Exercise: From the first line to the last, reproduce the records exactly.

Records:
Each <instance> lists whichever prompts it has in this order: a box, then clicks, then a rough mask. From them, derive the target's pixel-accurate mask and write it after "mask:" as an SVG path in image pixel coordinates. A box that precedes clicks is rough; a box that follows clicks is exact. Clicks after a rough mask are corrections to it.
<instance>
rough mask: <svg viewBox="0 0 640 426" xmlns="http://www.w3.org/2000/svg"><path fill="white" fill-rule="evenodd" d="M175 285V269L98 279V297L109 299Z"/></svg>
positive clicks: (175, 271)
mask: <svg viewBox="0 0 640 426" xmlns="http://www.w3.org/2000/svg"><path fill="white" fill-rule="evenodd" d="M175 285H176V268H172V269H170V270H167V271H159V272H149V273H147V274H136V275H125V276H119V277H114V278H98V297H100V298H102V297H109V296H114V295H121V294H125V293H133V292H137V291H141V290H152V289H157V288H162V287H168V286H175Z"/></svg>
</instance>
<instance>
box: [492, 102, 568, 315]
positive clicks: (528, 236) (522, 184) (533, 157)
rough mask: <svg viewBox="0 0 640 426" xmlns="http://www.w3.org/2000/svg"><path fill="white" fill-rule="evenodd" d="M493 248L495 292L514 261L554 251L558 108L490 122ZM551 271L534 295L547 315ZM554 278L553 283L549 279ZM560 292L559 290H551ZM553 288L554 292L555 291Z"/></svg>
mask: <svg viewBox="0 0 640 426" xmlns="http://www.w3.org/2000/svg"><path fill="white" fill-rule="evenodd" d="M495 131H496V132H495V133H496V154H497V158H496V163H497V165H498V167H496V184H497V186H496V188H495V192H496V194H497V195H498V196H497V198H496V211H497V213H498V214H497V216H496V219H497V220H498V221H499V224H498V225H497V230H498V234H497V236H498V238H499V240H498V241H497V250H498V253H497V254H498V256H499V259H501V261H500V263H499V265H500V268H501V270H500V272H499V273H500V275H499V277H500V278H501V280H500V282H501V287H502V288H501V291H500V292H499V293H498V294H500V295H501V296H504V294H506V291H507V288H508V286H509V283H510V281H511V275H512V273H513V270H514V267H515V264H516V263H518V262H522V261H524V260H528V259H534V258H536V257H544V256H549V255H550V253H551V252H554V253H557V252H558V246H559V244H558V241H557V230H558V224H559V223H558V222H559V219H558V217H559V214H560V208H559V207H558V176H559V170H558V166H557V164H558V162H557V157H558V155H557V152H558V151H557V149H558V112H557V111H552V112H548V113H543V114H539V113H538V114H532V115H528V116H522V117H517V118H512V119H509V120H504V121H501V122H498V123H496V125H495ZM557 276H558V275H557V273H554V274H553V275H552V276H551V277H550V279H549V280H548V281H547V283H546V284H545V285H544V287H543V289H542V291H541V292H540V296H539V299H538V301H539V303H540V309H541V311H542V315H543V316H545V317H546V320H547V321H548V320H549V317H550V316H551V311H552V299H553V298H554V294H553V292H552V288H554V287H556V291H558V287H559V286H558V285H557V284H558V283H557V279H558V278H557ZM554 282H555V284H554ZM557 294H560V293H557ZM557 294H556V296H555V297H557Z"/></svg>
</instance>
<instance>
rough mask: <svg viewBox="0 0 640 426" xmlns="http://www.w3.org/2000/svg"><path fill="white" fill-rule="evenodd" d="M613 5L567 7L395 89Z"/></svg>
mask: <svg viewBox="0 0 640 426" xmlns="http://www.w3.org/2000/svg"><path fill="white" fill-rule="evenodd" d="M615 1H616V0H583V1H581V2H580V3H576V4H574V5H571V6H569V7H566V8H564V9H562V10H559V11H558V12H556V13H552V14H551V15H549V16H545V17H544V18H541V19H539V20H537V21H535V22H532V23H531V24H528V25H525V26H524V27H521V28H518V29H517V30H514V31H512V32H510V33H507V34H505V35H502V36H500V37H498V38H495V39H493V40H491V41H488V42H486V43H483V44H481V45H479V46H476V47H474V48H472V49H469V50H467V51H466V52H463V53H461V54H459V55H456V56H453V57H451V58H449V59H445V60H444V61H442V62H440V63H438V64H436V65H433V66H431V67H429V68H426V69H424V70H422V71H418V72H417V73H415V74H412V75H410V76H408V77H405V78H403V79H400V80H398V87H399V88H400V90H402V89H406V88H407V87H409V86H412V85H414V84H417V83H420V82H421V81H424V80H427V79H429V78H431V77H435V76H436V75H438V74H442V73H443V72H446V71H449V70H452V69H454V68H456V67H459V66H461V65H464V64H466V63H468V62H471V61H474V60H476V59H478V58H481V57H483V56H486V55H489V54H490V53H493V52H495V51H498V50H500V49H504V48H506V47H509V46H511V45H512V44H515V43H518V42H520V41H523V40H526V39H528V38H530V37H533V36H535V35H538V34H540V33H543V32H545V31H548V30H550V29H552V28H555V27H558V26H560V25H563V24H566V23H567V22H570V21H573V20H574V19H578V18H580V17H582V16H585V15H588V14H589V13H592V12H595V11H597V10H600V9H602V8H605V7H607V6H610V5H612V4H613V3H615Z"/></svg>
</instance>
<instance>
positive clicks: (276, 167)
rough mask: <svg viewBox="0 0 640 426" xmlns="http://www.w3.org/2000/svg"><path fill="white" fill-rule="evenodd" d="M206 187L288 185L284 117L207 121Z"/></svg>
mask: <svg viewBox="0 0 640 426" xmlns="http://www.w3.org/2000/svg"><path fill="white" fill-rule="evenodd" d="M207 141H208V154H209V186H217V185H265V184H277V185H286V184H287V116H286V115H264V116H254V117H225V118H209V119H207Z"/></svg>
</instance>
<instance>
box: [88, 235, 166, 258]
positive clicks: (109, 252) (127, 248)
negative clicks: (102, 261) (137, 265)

Solution to this problem:
Each <instance> lists whichever prompts it has in this order: a box, then clicks, then a rough mask. From them, derive the target's pixel-accurate mask and write it after "mask:" as an SVG path in image pixel coordinates. A box that precedes clicks is rough; a box that follows clicks is exact. Clicks after a rough mask are corrections to it.
<instance>
rough mask: <svg viewBox="0 0 640 426" xmlns="http://www.w3.org/2000/svg"><path fill="white" fill-rule="evenodd" d="M175 285V269L98 279V297L109 299Z"/></svg>
positive clicks: (175, 271)
mask: <svg viewBox="0 0 640 426" xmlns="http://www.w3.org/2000/svg"><path fill="white" fill-rule="evenodd" d="M175 285H176V268H172V269H170V270H167V271H159V272H149V273H147V274H136V275H125V276H119V277H114V278H98V297H100V298H102V297H109V296H114V295H121V294H125V293H133V292H137V291H141V290H152V289H157V288H162V287H168V286H175Z"/></svg>
</instance>
<instance>
box: [492, 102, 568, 315]
positive clicks: (528, 236) (522, 184) (533, 157)
rough mask: <svg viewBox="0 0 640 426" xmlns="http://www.w3.org/2000/svg"><path fill="white" fill-rule="evenodd" d="M493 248L495 292L514 261L554 251L558 108L490 122ZM551 271L534 295L547 315ZM554 278L553 283L549 279ZM560 292L559 290H551ZM553 288L554 292L555 291Z"/></svg>
mask: <svg viewBox="0 0 640 426" xmlns="http://www.w3.org/2000/svg"><path fill="white" fill-rule="evenodd" d="M495 131H496V132H495V133H496V154H497V158H496V163H497V165H498V167H496V184H497V186H496V188H495V192H496V194H497V195H498V196H497V198H496V211H497V213H498V214H497V216H496V219H497V220H498V221H499V224H498V225H497V230H498V234H497V236H498V238H499V240H498V241H497V250H498V253H497V254H498V256H499V259H501V261H500V263H499V265H500V268H501V270H500V272H499V273H500V275H499V277H500V278H501V280H500V282H501V287H502V288H501V291H500V292H499V293H498V294H500V295H501V296H504V294H506V291H507V288H508V286H509V283H510V281H511V275H512V273H513V270H514V267H515V264H516V263H518V262H522V261H524V260H528V259H534V258H536V257H544V256H549V255H550V253H551V252H554V253H557V252H558V246H559V244H558V241H557V230H558V224H559V223H558V222H559V219H558V217H559V214H560V208H559V207H558V176H559V170H558V166H557V164H558V162H557V157H558V155H557V152H558V151H557V149H558V112H557V111H552V112H548V113H543V114H539V113H538V114H532V115H528V116H522V117H517V118H512V119H509V120H504V121H501V122H498V123H496V125H495ZM557 276H558V275H557V273H554V274H553V275H552V276H551V277H550V279H549V280H548V281H547V283H546V284H545V285H544V287H543V289H542V291H541V292H540V296H539V299H538V301H539V303H540V309H541V311H542V315H543V316H545V317H546V320H547V321H548V320H549V317H550V316H551V311H552V299H553V298H554V294H553V292H552V288H554V287H556V291H558V287H559V286H558V285H557V284H558V283H557V279H558V278H557ZM554 282H555V284H554ZM557 294H560V293H557ZM557 294H556V296H555V297H557Z"/></svg>
</instance>
<instance>
rough mask: <svg viewBox="0 0 640 426" xmlns="http://www.w3.org/2000/svg"><path fill="white" fill-rule="evenodd" d="M613 5L567 7L395 89Z"/></svg>
mask: <svg viewBox="0 0 640 426" xmlns="http://www.w3.org/2000/svg"><path fill="white" fill-rule="evenodd" d="M615 1H616V0H583V1H581V2H580V3H576V4H574V5H571V6H569V7H566V8H564V9H562V10H559V11H558V12H556V13H552V14H551V15H549V16H545V17H544V18H541V19H539V20H537V21H535V22H532V23H531V24H528V25H525V26H524V27H521V28H518V29H517V30H514V31H512V32H510V33H507V34H505V35H502V36H500V37H498V38H495V39H493V40H491V41H488V42H486V43H483V44H481V45H479V46H476V47H474V48H472V49H469V50H467V51H466V52H463V53H461V54H459V55H456V56H453V57H451V58H449V59H445V60H444V61H442V62H440V63H438V64H436V65H433V66H431V67H429V68H426V69H424V70H422V71H418V72H417V73H415V74H412V75H410V76H408V77H405V78H403V79H400V80H398V87H399V88H400V90H402V89H406V88H407V87H409V86H412V85H414V84H417V83H420V82H421V81H424V80H427V79H429V78H431V77H435V76H436V75H438V74H442V73H443V72H446V71H449V70H452V69H454V68H456V67H459V66H461V65H464V64H466V63H468V62H471V61H474V60H476V59H478V58H481V57H483V56H486V55H489V54H490V53H493V52H495V51H498V50H500V49H504V48H506V47H509V46H511V45H512V44H515V43H518V42H520V41H523V40H526V39H528V38H530V37H533V36H535V35H538V34H540V33H543V32H545V31H548V30H550V29H552V28H555V27H558V26H560V25H563V24H566V23H567V22H570V21H573V20H574V19H578V18H580V17H582V16H585V15H588V14H589V13H592V12H595V11H597V10H600V9H602V8H605V7H607V6H610V5H612V4H613V3H615Z"/></svg>
</instance>
<instance>
positive clicks: (276, 167)
rough mask: <svg viewBox="0 0 640 426" xmlns="http://www.w3.org/2000/svg"><path fill="white" fill-rule="evenodd" d="M206 187L288 185L284 117L207 121Z"/></svg>
mask: <svg viewBox="0 0 640 426" xmlns="http://www.w3.org/2000/svg"><path fill="white" fill-rule="evenodd" d="M207 141H208V154H209V186H217V185H265V184H277V185H286V184H287V116H286V115H264V116H254V117H225V118H209V119H207Z"/></svg>
</instance>
<instance>
box: [88, 235, 166, 258]
positive clicks: (109, 252) (127, 248)
negative clicks: (102, 261) (137, 265)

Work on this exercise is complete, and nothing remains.